**To be done:**
How many lines in the records below contain the string "white"? Case must match. Reply with the number alone.

[Rows from a dataset of box labels]
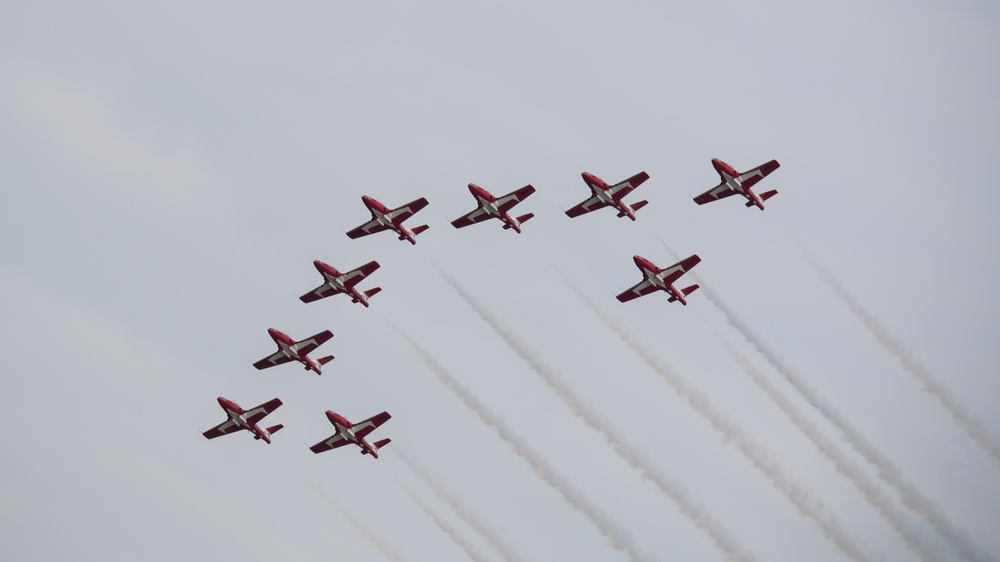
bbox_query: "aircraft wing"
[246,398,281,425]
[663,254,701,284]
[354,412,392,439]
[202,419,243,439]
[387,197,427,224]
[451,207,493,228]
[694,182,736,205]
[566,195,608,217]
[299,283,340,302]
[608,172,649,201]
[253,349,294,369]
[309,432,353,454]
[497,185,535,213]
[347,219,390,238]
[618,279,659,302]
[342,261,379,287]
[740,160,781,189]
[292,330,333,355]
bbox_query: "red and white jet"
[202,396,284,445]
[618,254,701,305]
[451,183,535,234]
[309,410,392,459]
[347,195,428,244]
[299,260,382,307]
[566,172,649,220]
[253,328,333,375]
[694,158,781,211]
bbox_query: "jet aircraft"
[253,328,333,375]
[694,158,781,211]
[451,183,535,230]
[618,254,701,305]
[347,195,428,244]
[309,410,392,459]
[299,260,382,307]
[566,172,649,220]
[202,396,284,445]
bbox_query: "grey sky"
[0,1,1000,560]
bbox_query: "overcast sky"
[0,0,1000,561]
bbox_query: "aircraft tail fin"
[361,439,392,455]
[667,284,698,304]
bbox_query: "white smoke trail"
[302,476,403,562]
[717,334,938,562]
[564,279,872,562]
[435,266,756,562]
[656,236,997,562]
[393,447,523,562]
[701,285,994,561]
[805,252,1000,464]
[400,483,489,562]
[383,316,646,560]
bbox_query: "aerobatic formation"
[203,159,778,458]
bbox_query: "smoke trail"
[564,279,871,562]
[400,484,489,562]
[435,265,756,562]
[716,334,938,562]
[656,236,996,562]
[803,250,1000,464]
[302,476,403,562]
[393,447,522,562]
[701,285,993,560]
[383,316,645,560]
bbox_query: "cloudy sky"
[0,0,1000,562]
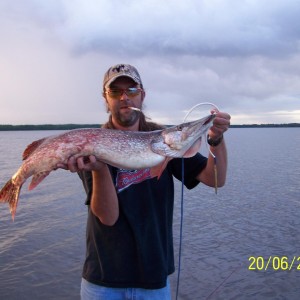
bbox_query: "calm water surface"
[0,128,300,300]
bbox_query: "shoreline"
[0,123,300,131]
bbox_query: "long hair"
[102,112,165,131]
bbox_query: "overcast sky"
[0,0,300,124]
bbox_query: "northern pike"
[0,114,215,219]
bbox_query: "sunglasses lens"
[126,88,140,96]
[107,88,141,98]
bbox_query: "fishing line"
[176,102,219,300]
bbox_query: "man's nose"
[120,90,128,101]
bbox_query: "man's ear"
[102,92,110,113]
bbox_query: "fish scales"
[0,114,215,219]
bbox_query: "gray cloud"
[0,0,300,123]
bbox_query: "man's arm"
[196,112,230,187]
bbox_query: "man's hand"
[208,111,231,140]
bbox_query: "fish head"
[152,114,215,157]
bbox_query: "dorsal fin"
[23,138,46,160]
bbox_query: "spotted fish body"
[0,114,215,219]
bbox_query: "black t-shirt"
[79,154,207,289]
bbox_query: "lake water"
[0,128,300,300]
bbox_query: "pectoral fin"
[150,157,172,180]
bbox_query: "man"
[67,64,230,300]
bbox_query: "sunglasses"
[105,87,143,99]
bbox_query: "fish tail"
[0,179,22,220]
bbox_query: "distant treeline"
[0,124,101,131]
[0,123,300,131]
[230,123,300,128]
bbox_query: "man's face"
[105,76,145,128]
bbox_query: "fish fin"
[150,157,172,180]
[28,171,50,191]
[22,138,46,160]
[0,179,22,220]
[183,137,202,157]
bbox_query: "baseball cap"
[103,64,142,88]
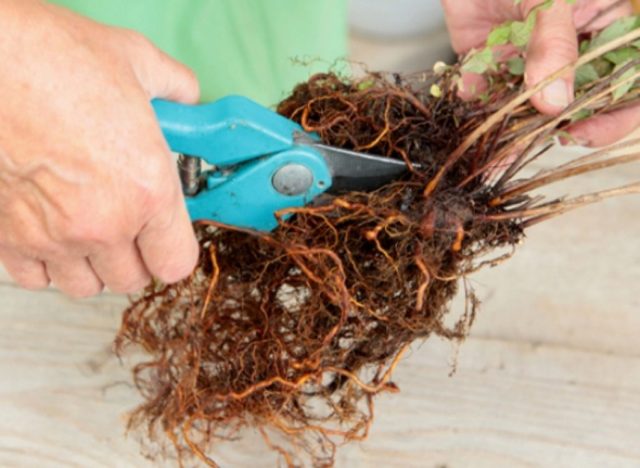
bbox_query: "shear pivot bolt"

**Solution to the exercise:**
2